● **Point annotation dataset listing**:
++++++
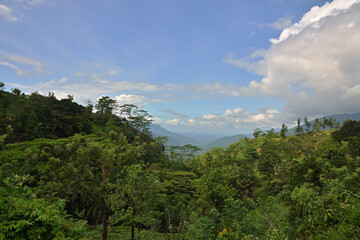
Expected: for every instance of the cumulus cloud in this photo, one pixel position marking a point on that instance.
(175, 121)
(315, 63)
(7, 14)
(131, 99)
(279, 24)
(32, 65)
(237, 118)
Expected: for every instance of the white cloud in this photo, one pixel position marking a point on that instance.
++++++
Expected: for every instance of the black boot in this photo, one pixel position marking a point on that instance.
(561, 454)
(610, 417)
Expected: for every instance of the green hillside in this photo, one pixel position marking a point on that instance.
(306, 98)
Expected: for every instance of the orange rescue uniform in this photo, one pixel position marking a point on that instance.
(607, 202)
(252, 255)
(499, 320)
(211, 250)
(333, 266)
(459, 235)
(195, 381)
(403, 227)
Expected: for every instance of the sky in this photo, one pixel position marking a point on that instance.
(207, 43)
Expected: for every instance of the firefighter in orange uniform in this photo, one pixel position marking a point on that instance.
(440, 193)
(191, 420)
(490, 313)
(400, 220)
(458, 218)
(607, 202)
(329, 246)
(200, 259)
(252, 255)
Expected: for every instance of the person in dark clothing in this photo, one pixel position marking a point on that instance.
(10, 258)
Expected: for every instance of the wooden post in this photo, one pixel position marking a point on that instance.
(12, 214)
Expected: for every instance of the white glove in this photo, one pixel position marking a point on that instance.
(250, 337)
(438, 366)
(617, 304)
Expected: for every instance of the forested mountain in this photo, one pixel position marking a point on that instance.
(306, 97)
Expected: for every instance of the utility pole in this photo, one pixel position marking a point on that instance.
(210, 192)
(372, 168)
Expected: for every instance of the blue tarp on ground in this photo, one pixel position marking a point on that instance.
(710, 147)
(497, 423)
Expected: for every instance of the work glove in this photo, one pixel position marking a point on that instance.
++++++
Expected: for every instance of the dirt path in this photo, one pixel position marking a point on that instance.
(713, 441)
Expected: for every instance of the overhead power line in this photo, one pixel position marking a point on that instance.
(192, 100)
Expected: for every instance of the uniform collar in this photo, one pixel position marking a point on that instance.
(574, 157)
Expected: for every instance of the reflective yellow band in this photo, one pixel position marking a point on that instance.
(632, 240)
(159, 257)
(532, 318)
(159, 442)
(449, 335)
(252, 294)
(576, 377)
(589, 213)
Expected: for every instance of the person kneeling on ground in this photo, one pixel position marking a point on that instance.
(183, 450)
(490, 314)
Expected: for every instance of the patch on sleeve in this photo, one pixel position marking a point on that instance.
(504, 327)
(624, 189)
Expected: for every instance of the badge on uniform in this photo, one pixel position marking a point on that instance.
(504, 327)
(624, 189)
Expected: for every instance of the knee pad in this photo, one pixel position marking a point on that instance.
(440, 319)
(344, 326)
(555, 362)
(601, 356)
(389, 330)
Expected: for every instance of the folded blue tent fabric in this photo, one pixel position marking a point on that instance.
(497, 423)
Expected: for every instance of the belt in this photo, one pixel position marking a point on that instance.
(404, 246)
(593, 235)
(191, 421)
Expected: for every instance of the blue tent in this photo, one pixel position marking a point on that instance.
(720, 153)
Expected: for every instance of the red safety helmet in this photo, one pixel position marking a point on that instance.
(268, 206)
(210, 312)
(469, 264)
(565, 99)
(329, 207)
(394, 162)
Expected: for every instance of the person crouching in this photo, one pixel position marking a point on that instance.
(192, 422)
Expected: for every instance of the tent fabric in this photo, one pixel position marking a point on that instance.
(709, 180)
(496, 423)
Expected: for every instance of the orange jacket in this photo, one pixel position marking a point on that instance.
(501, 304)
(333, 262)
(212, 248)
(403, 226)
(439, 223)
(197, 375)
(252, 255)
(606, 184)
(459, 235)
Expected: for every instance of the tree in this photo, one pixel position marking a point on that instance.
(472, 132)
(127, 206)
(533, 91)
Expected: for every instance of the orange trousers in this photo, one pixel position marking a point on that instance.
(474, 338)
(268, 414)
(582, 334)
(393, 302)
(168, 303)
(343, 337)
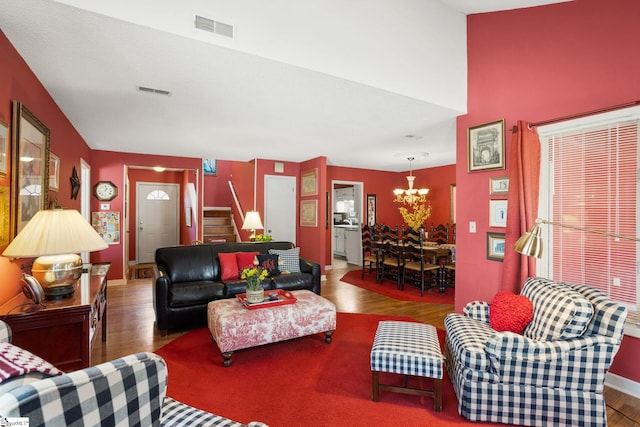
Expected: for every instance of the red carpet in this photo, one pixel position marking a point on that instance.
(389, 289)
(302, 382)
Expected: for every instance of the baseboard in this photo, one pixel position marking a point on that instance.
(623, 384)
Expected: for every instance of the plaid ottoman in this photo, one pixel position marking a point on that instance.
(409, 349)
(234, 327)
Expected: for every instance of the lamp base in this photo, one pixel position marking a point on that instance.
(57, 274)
++++++
Put the lines of the listing between the line holding "Expected: for every instance of the cumulus" and the line holding "Expected: for every instance of the white cloud", inclusive, into a Markdown table with the columns Row and Listing line, leaving out any blank lines.

| Row | Listing line |
|---|---|
| 1 | Expected: for every instance of the cumulus cloud in this photo, one pixel position marking a point on that instance. |
| 2 | (175, 121) |
| 3 | (315, 63) |
| 4 | (7, 14) |
| 5 | (131, 99) |
| 6 | (279, 24) |
| 7 | (32, 65) |
| 8 | (237, 118) |
| 9 | Expected: for every instance of the white cloud in this photo, one pixel position marking a point on that instance. |